Exercise materials:
- - - - - - -
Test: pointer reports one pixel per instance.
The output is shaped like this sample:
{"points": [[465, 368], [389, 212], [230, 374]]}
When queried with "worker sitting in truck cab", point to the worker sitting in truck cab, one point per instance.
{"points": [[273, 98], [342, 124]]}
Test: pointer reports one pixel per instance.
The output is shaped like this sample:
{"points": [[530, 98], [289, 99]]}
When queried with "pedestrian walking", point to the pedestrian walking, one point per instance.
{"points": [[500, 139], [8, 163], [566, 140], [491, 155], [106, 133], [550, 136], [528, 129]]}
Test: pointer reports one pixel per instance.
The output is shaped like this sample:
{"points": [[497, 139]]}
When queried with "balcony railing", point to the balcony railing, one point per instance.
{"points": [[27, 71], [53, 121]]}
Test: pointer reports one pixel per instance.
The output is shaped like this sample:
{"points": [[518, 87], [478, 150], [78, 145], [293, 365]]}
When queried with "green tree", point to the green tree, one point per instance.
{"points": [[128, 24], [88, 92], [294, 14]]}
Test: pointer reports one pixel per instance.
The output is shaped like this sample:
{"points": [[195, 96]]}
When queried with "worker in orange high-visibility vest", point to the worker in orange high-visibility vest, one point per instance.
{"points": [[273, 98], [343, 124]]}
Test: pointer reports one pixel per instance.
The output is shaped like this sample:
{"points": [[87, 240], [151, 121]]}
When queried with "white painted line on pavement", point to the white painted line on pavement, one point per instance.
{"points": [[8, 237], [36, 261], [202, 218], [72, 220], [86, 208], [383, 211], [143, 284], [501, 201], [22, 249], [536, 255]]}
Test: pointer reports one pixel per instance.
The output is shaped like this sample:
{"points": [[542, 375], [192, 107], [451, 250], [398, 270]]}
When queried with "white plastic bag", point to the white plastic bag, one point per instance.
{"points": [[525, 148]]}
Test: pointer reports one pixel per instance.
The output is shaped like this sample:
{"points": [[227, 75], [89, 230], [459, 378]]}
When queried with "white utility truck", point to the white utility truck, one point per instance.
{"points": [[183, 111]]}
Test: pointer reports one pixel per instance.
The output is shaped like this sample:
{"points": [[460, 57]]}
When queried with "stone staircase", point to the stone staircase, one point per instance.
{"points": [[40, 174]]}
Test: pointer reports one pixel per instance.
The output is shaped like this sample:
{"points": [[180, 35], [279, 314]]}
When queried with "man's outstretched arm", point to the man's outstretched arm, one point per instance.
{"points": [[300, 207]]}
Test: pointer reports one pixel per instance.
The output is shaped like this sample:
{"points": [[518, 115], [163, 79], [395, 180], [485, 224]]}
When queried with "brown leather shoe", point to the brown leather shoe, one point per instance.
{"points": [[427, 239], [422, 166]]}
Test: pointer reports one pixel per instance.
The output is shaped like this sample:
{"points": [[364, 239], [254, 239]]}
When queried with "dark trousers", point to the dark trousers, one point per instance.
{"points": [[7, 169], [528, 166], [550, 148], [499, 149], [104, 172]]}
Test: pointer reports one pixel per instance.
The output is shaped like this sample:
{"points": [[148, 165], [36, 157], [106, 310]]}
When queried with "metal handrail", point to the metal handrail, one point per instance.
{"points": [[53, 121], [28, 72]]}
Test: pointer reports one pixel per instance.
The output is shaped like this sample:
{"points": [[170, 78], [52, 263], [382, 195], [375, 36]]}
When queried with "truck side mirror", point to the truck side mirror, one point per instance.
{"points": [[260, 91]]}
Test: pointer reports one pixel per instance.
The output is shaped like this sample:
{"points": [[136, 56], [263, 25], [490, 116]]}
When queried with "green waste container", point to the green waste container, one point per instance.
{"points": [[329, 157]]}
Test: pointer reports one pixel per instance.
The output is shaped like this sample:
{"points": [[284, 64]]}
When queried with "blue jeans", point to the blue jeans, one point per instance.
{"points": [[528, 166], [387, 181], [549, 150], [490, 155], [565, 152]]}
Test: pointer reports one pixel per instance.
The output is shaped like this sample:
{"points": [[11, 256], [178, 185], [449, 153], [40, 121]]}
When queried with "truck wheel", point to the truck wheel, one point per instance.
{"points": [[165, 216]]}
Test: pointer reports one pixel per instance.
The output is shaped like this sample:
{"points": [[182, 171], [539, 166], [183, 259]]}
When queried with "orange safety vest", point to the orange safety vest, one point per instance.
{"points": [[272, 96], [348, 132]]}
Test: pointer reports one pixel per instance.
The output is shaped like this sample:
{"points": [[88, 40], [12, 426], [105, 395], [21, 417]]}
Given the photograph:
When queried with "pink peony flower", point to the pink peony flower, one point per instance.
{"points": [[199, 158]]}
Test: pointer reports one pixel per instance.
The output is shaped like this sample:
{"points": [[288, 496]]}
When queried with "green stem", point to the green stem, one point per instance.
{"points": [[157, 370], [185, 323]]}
- - - - - - -
Problem requirements: The entries shown above should be duplicated exactly.

Final answer:
Test: pointer reports one pixel per instance.
The output is shaped like this sample:
{"points": [[465, 368], [389, 212], [230, 374]]}
When queried with "worker sitting in truck cab", point to the worker sitting in truck cab, one point per instance.
{"points": [[273, 98], [342, 124]]}
Test: pointer reports one pixel per instance.
The output is shaped like this sample:
{"points": [[530, 98], [289, 99]]}
When queried with "pedestrian walking", point to the pedestrian walking, one point per instance.
{"points": [[500, 139], [8, 163], [566, 140], [491, 155], [106, 133], [550, 136], [528, 129]]}
Test: pointer reports one pixel per instance.
The output is shaped like this sample:
{"points": [[497, 139]]}
When queried with "balcony railing", point to the balcony railing, one point per instance.
{"points": [[27, 71], [53, 121]]}
Test: pointer reports one pixel per instance.
The output is shaped like this sample:
{"points": [[518, 87], [478, 150], [78, 145], [293, 365]]}
When queried with "green tree", point to the green tree, one point per instance.
{"points": [[128, 24], [88, 92], [294, 14]]}
Test: pointer reports one pixel per instance.
The output is shaped like this sample:
{"points": [[195, 96]]}
When queried with "worker in orange high-visibility vest", point to the worker in orange high-visibility vest, one point per instance.
{"points": [[273, 98], [343, 124]]}
Test: pointer reports one pixel per instance.
The output is shaped like this sample:
{"points": [[87, 240], [151, 121]]}
When queried with "white painted line on pavement", point to the white painted line on pavement, one point per instance.
{"points": [[8, 237], [36, 261], [202, 218], [72, 220], [86, 208], [383, 211], [143, 284], [501, 201], [22, 249], [536, 255]]}
Test: pointer reports one pixel per instance.
The output is shaped like this sample:
{"points": [[542, 375], [192, 107], [451, 250], [398, 270]]}
When queried with "white plastic bag", point to the white plastic bag, one point per instance.
{"points": [[525, 148]]}
Test: pointer reports one pixel per instance.
The output is shaped like this sample:
{"points": [[227, 75], [89, 230], [459, 378]]}
When queried with "white utility truck", point to the white utility truck, one point per instance.
{"points": [[183, 111]]}
Test: pointer reports one pixel per instance.
The output is shaped like this sample:
{"points": [[460, 57]]}
When queried with "stone staircase", point to the stone staircase, one point per instance.
{"points": [[40, 174]]}
Test: pointer reports one pixel per instance.
The output is shaped like this sample:
{"points": [[180, 35], [279, 314]]}
When queried with "man's outstretched arm", point to the man's outstretched arm, one point per instance.
{"points": [[300, 207]]}
Test: pointer reports one pixel per instance.
The output is shaped like this sample:
{"points": [[518, 115], [163, 79], [395, 180], [485, 224]]}
When queried with "brown leather shoe", point to the brown leather shoe, one point per instance.
{"points": [[427, 239], [422, 166]]}
Test: pointer reports one pixel per instance.
The output is shaped like this sample:
{"points": [[364, 239], [254, 239]]}
When queried with "dark trousers", point to the dark trousers, one point per instance.
{"points": [[7, 169], [528, 166], [550, 148], [499, 149], [104, 172]]}
Test: pointer reports one pixel per instance.
The output is shaped like this sample:
{"points": [[148, 165], [36, 157], [106, 310]]}
When queried with "metal handrail", point to the metal handrail, one point per instance.
{"points": [[53, 121], [28, 72]]}
Test: pointer reports one pixel per instance.
The output is shaped like this sample:
{"points": [[170, 78], [52, 263], [382, 195], [375, 36]]}
When queried with "truck side mirror", point to the truck side mirror, one point per instance.
{"points": [[260, 91]]}
Test: pointer reports one pixel per instance.
The output is shaped like this sample:
{"points": [[136, 56], [263, 25], [490, 116]]}
When queried with "green waste container", point to the green waste container, one point per instance.
{"points": [[329, 157]]}
Test: pointer reports one pixel per instance.
The output is shaped like this sample:
{"points": [[284, 64]]}
When queried with "blue jeans", point to the blue jeans, one point per instance.
{"points": [[528, 166], [387, 181], [549, 150], [490, 155], [565, 152]]}
Test: pointer reports one pixel per instance.
The output is shaped like this sample:
{"points": [[11, 256], [178, 185], [449, 153], [40, 121]]}
When queried with "truck wheel", point to the truck wheel, one point per instance.
{"points": [[165, 216]]}
Test: pointer reports one pixel per instance.
The output is shaped like this sample:
{"points": [[182, 171], [539, 166], [183, 259]]}
When queried with "orange safety vest", point to the orange safety vest, one point per instance.
{"points": [[272, 96], [348, 132]]}
Test: pointer reports one pixel per instance.
The output is shaped like this sample:
{"points": [[88, 40], [12, 426], [105, 395], [21, 417]]}
Given the photograph:
When queried with "pink peony flower", point to the pink peony flower, one point per instance.
{"points": [[199, 158]]}
Test: pointer reports one pixel per instance.
The output is shaped like this sample:
{"points": [[288, 496]]}
When queried with "green stem", point to the green stem, one point per instance.
{"points": [[157, 370], [185, 323]]}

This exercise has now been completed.